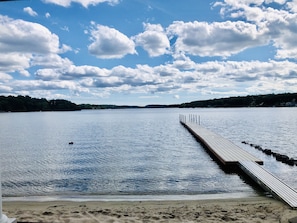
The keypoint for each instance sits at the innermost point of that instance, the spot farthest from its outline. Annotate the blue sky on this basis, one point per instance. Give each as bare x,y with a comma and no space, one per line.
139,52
---
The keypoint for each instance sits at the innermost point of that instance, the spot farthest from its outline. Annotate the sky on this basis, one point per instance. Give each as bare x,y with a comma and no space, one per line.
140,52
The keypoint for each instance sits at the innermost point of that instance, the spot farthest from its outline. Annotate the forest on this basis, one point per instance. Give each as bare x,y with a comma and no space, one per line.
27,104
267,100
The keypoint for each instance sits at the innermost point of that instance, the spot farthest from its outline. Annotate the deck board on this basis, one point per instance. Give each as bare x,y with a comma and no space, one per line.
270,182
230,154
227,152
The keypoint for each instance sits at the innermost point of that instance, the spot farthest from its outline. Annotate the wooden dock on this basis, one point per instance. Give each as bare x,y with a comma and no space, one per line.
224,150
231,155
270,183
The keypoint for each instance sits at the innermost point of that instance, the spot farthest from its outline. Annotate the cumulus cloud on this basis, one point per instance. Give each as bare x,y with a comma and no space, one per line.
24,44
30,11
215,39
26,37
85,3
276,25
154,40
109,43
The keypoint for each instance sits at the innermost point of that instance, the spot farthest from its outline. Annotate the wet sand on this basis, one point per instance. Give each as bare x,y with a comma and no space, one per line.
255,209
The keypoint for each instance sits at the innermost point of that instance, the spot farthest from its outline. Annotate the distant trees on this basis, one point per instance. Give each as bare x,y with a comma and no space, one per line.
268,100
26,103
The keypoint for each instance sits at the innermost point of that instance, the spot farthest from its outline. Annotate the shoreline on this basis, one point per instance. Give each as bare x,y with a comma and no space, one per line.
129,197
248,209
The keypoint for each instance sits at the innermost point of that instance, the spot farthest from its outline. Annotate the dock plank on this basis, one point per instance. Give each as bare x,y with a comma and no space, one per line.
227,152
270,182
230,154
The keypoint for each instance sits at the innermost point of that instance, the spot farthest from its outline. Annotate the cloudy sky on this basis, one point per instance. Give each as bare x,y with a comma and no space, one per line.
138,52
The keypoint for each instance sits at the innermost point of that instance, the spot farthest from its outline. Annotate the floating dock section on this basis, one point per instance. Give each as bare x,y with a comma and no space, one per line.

EXERCISE BRIEF:
Please reproduce, exactly as they appear above, the lines from the line containing "Annotate the wet" up to and including the line containing "Annotate the floating".

TASK OUTPUT:
The keypoint for each instance sits at the innermost point of that instance, the spot farthest from its outline. Annotate the wet sand on this basis, one point per instance. Give each as bare x,y with a comma and no space, one per line.
255,209
The keypoint for each instance sits at the innermost point of that instance, the spot farthest from its outline. Annotate the distant trees on this basis, one point per instance. Give each as bare x,y with a comma and no space, one per line.
268,100
26,103
The keypoint for each instance sits at the innermost point of that instance, the spot farthest from its outline. Annotate the shoreline on this basis, one point per instance. Give each as bare x,y with a comma and no space, one per line.
129,197
248,209
The keypoint for each instance sits at the innermost point of that instance, the spot farthest from its outline. Annotate the dock plank on this basis, one point per instance. Give each as bare x,y with a comma and no space, one per line.
227,152
270,182
230,154
The keypoint for each instance sits at the innermost point of that instance, the spot farthest from its outline. Annotate the cloudy sky on this basis, one point per instance. Give each as bare x,y with a comma and no space, one per line.
138,52
The keypoint for each instance sits at the innermost point of that instance, the spot farthest from its outline. Annotate the floating dock section on this basis, one point per instance. Give each as bare x,y with a comma and no space, one per line.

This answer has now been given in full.